Stored data entries
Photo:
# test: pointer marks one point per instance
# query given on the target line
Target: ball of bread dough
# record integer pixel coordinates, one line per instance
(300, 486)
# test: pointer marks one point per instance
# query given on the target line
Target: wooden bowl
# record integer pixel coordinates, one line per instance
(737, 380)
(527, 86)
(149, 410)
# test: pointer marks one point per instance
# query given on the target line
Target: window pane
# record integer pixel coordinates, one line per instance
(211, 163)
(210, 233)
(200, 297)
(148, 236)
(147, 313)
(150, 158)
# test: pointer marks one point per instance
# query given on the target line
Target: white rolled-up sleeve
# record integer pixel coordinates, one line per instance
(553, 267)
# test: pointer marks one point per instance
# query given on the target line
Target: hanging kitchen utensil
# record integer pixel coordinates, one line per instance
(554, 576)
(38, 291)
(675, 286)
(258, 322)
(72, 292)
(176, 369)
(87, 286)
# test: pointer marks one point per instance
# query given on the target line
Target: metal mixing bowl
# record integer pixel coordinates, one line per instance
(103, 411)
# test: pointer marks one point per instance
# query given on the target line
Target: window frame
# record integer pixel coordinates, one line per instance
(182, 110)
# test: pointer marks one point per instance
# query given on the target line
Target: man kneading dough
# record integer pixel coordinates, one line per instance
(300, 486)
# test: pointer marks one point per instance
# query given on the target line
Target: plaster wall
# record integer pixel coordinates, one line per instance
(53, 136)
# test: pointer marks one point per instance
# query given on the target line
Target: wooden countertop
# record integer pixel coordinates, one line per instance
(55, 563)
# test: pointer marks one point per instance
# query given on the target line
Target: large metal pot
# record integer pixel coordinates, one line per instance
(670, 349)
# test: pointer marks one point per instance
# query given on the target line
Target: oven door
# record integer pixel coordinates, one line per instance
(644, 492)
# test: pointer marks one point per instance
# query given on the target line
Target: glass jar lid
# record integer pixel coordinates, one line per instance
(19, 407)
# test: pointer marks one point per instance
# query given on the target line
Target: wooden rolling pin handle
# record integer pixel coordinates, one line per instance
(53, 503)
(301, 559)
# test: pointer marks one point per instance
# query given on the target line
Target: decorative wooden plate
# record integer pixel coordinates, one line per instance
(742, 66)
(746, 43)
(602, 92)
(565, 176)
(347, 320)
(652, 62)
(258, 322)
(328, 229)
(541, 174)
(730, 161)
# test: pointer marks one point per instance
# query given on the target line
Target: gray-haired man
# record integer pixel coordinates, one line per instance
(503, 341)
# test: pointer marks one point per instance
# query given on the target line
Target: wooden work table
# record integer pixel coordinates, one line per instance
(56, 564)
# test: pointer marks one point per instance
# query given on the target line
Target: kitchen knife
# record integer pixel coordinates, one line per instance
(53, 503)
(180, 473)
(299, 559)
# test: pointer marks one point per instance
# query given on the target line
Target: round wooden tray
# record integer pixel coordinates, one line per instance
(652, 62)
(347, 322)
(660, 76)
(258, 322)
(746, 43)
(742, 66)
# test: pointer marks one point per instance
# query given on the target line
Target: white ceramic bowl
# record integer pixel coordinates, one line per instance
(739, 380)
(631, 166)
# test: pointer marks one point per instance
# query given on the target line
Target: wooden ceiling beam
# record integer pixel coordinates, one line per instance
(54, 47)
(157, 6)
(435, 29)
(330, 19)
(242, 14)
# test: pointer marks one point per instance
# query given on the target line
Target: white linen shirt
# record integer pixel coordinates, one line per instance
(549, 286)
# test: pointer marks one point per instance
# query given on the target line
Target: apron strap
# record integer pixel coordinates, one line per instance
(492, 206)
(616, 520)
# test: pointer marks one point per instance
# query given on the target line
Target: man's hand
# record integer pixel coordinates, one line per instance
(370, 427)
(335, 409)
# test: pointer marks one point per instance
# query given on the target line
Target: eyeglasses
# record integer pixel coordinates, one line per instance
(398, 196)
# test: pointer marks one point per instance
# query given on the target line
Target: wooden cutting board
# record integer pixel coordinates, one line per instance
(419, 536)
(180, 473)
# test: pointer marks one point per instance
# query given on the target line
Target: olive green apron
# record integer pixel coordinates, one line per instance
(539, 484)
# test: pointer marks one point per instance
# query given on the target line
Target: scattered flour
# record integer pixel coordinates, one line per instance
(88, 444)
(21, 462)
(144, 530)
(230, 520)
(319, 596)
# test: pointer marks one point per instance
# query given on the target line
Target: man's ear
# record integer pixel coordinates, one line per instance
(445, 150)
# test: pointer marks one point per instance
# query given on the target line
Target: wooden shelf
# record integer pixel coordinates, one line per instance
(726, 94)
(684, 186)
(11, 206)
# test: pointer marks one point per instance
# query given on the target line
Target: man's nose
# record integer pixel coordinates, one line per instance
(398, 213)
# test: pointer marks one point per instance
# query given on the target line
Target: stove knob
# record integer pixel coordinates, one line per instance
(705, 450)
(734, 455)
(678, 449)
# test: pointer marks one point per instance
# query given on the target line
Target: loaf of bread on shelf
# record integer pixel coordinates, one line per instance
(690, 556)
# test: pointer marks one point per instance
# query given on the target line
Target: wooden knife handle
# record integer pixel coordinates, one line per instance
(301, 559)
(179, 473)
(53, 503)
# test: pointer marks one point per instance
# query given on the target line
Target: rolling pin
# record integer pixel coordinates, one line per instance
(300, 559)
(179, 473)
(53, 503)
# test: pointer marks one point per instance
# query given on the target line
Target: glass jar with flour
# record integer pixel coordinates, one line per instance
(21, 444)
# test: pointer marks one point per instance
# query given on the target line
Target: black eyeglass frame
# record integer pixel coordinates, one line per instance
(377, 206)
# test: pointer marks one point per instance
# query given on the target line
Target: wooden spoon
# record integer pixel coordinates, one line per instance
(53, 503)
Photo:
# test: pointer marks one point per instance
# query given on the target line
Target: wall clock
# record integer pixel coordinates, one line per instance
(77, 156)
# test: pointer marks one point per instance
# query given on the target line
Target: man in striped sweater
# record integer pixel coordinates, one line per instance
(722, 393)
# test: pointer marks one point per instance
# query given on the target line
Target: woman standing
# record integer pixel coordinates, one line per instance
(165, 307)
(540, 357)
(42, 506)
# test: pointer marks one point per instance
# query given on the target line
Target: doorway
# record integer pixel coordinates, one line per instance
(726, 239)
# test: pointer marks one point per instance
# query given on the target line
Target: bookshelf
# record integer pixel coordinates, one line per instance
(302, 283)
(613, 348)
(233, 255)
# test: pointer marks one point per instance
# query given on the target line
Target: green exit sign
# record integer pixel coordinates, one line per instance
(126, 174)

| Exercise instructions |
Go through the entries above and report every line in which the word "flour" appears.

| Response area |
Target: scattered flour
Target: glass jar with flour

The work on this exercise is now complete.